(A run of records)
—————

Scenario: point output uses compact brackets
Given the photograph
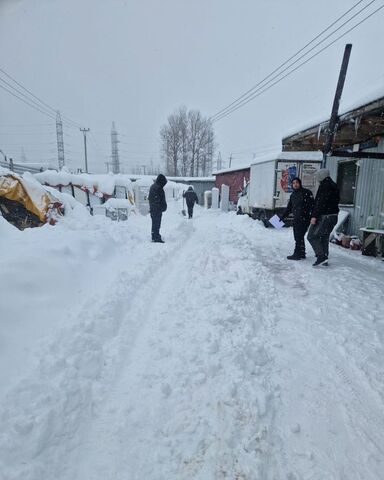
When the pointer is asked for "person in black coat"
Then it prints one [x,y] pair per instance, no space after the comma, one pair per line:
[190,199]
[324,216]
[157,205]
[300,205]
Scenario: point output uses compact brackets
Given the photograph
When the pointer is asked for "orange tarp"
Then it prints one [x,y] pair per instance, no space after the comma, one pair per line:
[34,199]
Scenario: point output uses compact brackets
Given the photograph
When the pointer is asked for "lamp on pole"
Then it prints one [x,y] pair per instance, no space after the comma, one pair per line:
[85,130]
[5,157]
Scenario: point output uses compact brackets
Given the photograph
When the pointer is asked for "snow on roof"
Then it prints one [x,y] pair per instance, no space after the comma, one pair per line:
[192,179]
[375,93]
[118,203]
[104,183]
[310,155]
[233,169]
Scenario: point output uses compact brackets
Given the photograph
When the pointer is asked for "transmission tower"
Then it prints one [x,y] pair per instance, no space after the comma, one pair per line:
[115,150]
[60,140]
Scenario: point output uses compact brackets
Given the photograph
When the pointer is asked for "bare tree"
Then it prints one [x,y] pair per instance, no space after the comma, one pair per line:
[187,143]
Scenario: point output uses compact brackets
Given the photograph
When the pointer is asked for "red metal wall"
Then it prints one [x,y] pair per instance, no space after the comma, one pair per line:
[234,180]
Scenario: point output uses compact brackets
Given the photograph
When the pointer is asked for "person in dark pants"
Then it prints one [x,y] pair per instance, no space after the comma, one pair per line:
[300,205]
[157,205]
[324,216]
[190,199]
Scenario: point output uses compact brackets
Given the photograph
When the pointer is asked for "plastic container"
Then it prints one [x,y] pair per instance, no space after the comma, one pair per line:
[371,222]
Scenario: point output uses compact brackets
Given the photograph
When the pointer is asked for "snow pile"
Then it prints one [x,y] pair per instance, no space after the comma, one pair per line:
[91,182]
[7,231]
[210,356]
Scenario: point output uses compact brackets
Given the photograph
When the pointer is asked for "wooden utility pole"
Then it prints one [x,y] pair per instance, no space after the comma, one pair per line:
[333,121]
[85,130]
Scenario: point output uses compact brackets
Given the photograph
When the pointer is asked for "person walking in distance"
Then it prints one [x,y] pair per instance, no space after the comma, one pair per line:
[190,198]
[324,216]
[300,205]
[157,205]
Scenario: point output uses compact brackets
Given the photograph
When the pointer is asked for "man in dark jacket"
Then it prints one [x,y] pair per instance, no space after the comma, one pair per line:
[300,205]
[190,198]
[324,216]
[157,205]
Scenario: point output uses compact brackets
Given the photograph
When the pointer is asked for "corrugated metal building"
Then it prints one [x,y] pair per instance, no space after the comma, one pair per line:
[199,184]
[356,163]
[363,192]
[235,179]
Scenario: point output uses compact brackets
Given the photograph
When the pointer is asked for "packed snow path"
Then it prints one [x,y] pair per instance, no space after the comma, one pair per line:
[209,357]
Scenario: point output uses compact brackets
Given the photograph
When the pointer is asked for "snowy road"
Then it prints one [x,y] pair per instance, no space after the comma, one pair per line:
[209,357]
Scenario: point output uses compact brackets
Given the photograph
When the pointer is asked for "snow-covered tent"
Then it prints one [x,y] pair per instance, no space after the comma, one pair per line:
[89,189]
[25,203]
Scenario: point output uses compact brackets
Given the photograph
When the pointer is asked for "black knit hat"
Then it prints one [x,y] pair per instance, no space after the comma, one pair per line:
[161,180]
[299,180]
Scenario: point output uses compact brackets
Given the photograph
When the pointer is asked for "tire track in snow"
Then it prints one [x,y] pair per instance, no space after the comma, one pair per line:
[182,372]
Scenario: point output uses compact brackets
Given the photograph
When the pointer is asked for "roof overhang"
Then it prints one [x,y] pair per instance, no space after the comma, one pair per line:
[357,126]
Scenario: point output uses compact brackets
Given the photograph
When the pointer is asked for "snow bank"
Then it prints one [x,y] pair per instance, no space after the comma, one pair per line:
[92,182]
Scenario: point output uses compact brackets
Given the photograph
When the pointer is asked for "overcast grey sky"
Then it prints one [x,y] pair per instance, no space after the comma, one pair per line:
[135,61]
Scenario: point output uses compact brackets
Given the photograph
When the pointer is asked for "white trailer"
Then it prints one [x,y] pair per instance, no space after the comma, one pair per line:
[270,184]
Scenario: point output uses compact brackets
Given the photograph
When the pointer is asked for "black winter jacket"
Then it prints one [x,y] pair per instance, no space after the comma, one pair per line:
[156,197]
[327,199]
[190,198]
[300,205]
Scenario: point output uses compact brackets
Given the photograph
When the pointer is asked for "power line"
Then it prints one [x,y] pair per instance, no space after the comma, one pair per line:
[259,87]
[28,103]
[299,66]
[45,105]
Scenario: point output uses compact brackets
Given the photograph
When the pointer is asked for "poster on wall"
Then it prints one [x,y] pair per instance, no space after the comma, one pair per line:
[308,171]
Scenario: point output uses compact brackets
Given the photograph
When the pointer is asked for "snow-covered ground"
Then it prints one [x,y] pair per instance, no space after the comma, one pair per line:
[208,357]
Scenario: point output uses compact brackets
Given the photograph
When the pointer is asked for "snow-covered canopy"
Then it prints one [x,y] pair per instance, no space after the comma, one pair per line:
[93,182]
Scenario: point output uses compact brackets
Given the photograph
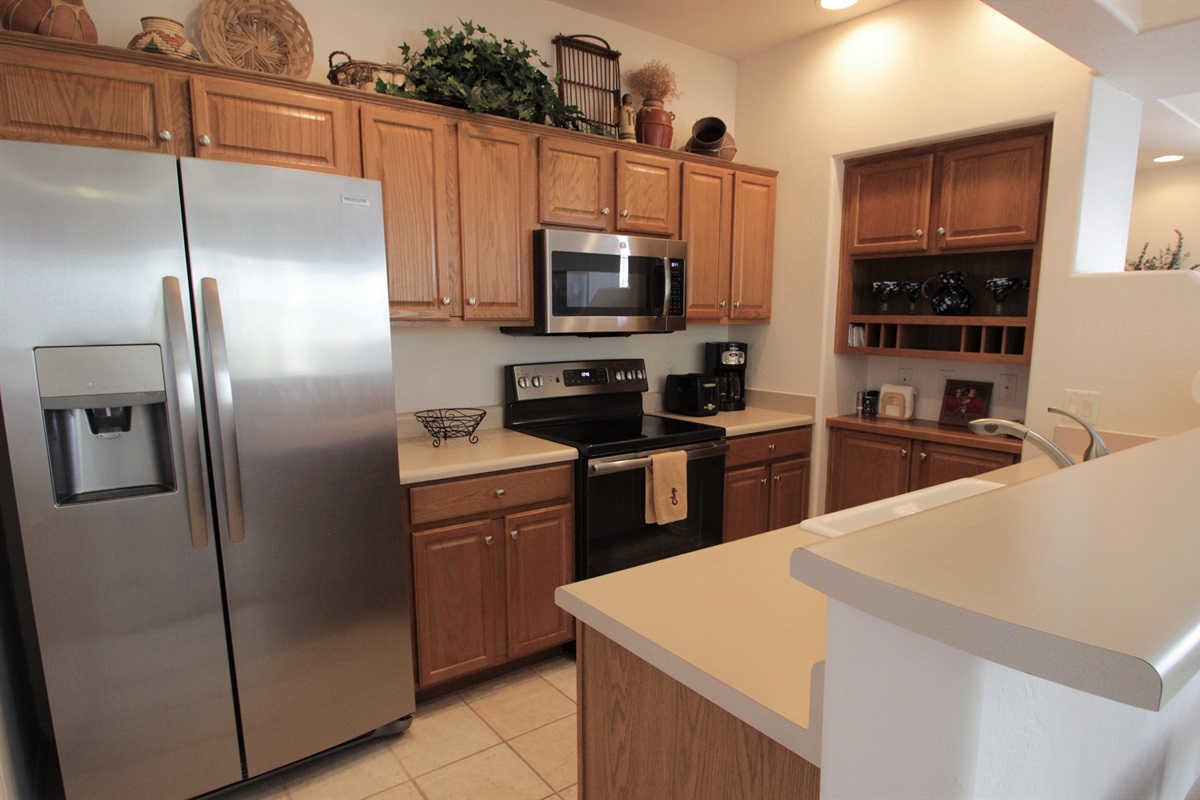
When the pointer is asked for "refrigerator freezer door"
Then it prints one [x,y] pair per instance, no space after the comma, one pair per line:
[289,284]
[125,595]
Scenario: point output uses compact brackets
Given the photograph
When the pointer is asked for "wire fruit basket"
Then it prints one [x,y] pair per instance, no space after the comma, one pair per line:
[451,423]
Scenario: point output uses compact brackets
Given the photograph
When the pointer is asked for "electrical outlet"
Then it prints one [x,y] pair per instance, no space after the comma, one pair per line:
[1008,388]
[1084,404]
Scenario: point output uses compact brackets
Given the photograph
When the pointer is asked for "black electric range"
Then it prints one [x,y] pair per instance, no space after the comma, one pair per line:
[597,408]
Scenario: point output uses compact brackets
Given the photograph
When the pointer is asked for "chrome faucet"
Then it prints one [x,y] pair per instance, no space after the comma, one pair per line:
[990,427]
[1096,447]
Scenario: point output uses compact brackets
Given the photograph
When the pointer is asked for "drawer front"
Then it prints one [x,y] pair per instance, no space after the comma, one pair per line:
[768,446]
[489,493]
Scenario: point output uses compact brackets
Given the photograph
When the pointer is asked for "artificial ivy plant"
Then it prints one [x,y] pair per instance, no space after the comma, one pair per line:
[474,70]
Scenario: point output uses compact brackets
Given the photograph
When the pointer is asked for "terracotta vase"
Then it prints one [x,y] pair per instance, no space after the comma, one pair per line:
[58,18]
[653,124]
[166,36]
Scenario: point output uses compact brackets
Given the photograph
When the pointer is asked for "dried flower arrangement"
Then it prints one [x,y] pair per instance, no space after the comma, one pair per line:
[1168,259]
[653,80]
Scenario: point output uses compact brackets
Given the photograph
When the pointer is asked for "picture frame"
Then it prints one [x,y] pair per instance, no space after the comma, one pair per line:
[965,401]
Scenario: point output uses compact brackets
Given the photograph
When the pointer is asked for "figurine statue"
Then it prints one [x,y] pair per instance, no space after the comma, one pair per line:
[628,116]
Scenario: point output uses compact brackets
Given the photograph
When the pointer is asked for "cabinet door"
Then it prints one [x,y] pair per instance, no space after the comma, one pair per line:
[747,503]
[459,577]
[497,211]
[235,120]
[789,492]
[647,193]
[73,100]
[754,247]
[991,193]
[406,151]
[575,184]
[888,204]
[939,463]
[708,230]
[865,467]
[540,558]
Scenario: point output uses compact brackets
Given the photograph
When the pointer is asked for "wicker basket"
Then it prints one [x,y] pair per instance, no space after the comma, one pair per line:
[258,35]
[361,74]
[451,422]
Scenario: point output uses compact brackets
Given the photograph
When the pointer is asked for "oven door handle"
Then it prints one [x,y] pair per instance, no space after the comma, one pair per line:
[599,467]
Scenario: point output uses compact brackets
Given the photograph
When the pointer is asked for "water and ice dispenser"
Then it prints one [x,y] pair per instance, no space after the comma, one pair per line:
[106,421]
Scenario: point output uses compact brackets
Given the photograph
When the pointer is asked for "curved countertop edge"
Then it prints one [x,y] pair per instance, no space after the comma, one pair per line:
[1115,675]
[751,420]
[497,450]
[1102,559]
[803,741]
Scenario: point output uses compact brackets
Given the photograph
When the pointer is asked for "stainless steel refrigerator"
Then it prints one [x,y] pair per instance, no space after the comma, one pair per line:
[202,497]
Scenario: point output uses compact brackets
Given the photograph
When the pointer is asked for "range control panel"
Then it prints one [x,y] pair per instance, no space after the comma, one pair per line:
[525,382]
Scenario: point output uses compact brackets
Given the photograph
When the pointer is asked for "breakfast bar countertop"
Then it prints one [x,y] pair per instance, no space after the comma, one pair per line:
[1085,577]
[727,623]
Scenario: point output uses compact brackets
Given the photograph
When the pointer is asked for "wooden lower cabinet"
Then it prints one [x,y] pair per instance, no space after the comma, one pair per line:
[646,735]
[766,482]
[868,465]
[484,588]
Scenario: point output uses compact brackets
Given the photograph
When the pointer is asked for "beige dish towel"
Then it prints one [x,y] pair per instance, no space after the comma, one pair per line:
[666,488]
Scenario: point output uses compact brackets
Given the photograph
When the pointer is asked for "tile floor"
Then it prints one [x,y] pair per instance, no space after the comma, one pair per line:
[510,739]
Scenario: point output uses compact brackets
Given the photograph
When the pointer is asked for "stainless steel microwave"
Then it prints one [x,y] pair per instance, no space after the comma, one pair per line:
[606,284]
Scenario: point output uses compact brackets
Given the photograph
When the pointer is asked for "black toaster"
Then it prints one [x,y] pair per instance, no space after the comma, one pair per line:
[694,394]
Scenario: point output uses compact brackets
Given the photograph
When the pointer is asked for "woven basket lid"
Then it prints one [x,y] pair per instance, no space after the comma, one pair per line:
[257,35]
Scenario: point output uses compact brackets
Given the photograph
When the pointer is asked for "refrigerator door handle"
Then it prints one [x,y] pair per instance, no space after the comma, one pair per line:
[185,417]
[225,461]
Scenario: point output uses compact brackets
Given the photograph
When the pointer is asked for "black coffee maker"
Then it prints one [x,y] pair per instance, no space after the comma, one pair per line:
[726,361]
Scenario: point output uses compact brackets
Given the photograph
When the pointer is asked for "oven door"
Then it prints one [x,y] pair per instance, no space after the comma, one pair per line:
[613,534]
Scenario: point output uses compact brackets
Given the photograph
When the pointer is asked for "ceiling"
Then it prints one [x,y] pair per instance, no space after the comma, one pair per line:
[1146,48]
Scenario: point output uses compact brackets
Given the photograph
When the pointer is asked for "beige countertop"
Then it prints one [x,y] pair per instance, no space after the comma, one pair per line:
[498,449]
[729,623]
[1085,577]
[751,420]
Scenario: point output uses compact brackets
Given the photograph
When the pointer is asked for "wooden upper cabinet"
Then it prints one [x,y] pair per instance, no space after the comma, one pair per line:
[75,100]
[887,205]
[647,193]
[497,187]
[407,152]
[754,247]
[991,193]
[575,182]
[237,120]
[708,230]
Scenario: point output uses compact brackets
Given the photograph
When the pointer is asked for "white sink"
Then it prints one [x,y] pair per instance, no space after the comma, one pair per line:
[873,513]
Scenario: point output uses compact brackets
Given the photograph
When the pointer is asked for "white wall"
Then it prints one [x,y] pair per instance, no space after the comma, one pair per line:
[910,73]
[1165,199]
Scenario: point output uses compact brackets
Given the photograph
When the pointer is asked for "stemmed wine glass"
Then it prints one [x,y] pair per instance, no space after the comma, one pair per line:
[885,289]
[1001,288]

—————

→ **WHAT THE TASK REQUIRES**: Return every line in the records above that contains the word "beige", with case counting.

→ **SOLUTION TO THIS PROBLEM**:
When the pointer is asked for "beige dish towel"
When the pointer is asked for "beige countertop"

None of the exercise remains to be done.